* Selected excerpt *
▬▬▬
Jun 17, 2013

    Haze hits Malaysia, skies here get clearer

    MALAYSIA was yesterday shrouded in haze from forest fires on the Indonesian island of Sumatra, causing "unhealthy" levels of pollution in six areas.

    Environment-department director-general Halimah Hassan said 46 hot spots in Sumatra had been detected via satellite.

    The Air Pollutant Index showed unhealthy levels of between 101 and 129 in six areas yesterday morning, including two places in Malacca state, along with Port Dickson and the country's largest port, Port Klang.

    As at 11am yesterday, the Department of Environment detected unhealthy air-quality readings in Port Klang (104), Malacca (129), Linggi (117), Sungai Udang (120), Muar (125) and Kijal (101), with the rest of the peninsula showing good and moderate levels.

    In the capital Kuala Lumpur, the skies were hazy with air-pollution readings at 92, just below the unhealthy threshold.

    A level of 101-200 is considered unhealthy, while 51-100 is moderate.

    In a statement late last Saturday, Datuk Halimah attributed the haze to the westerly monsoon season, during which winds blow the smoke towards Malaysia.

    She added that although the dry spell had resulted in six peat-soil fires in Selangor, the fires did not contribute to the haze and were being put out.
▬▬▬
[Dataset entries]
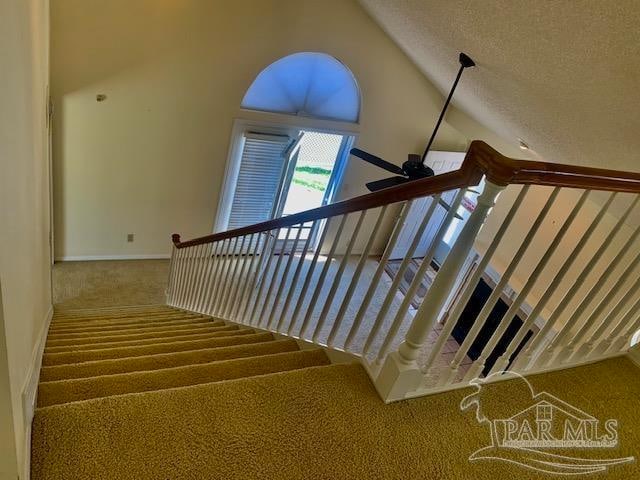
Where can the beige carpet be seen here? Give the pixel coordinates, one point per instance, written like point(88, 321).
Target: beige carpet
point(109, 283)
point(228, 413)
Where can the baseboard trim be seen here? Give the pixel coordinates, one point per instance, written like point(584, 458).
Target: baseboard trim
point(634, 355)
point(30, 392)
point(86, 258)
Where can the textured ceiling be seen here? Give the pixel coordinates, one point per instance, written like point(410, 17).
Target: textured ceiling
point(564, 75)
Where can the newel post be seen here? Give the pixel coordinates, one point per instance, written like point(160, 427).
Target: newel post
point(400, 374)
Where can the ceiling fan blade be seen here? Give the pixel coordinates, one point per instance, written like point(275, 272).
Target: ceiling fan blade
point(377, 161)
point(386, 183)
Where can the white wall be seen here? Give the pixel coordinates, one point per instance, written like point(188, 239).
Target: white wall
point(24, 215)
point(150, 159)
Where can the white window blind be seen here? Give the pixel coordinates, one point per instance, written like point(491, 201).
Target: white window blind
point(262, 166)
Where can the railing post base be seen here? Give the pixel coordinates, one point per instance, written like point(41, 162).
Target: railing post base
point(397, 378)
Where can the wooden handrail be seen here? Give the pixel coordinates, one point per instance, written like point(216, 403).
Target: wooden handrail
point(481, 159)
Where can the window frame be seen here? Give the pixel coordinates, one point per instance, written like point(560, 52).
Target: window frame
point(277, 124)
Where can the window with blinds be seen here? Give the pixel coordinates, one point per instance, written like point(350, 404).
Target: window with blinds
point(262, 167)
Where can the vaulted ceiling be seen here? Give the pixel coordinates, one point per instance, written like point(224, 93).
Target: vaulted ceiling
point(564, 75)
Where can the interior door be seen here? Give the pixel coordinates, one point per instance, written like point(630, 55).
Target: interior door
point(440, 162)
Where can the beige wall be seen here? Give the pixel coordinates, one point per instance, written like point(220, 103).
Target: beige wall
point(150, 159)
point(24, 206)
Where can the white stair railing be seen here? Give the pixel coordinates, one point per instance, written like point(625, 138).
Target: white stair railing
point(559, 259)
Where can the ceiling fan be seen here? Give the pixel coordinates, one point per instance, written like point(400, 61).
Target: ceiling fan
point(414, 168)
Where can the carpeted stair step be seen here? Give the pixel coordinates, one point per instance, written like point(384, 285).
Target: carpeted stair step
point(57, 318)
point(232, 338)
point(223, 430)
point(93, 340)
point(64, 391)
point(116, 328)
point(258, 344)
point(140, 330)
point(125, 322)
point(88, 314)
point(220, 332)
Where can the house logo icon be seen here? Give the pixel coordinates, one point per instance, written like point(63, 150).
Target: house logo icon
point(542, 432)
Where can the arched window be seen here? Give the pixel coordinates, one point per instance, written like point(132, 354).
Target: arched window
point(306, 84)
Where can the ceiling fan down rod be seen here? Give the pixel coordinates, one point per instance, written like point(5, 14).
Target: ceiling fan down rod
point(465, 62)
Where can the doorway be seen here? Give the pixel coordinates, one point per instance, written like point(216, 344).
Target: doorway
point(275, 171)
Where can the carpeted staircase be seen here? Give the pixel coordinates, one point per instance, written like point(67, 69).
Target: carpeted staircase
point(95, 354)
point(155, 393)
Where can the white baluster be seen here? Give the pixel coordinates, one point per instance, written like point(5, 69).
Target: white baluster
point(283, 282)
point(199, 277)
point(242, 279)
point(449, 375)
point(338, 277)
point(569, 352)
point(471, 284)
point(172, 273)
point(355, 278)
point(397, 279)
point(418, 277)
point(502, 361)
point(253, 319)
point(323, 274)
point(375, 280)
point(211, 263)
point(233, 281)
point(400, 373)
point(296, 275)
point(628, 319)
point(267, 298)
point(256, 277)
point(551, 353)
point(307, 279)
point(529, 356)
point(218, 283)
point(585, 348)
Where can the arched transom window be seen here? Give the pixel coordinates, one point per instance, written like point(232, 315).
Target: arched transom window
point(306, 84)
▬▬▬
* Work instruction A *
Reproduce verbatim the passage of the haze article from "As at 11am yesterday, the" up to and including "51-100 is moderate.".
* Work instruction B *
According to the haze article, how many hot spots in Sumatra were detected via satellite?
* Work instruction C *
Extend the haze article beyond its final sentence.
The dataset entries bear no relation to the haze article.

* Result A *
As at 11am yesterday, the Department of Environment detected unhealthy air-quality readings in Port Klang (104), Malacca (129), Linggi (117), Sungai Udang (120), Muar (125) and Kijal (101), with the rest of the peninsula showing good and moderate levels.

    In the capital Kuala Lumpur, the skies were hazy with air-pollution readings at 92, just below the unhealthy threshold.

    A level of 101-200 is considered unhealthy, while 51-100 is moderate.

* Result B *
46 hot spots were detected.

* Result C *
    In Muar, district police chief Nordin Osman said operators of vessels, especially fishing trawlers, are advised to navigate with care along the Strait of Malacca and the Muar estuary due to thick haze.

    He said the haze had enveloped the district over the past four days, but it worsened yesterday, with visibility dropping to below one nautical mile.

    "We advise all ship captains plying the strait to be alert for passing fishing trawlers," he said yesterday.

    Meanwhile, Muar Health Department officer Mohd Zulkipli Othman advised schools to limit outdoor activities for students.

    "People, especially those with asthma and breathing problems, should stay indoors and drink plenty of water," he added.

    In Singapore, the hazy conditions last week have given way to clearer skies as Pollutant Standards Index (PSI) readings eased to a range of 64 to 76.

    The National Environment Agency advised people with heart and lung diseases, those above 65 years of age and children to avoid exertion outdoors.

    The index hit a year high of 88 last Friday.

    A PSI reading of zero to 50 is "good", while 50 to 100 is "moderate". Anything above 100 is considered "unhealthy".

    Haze, mostly caused by fires in Indonesia, builds up during the dry season, affecting tourism and contributing to health problems across the region.

    Indonesia's government has outlawed land-clearing by fire but weak law enforcement means the ban is largely ignored.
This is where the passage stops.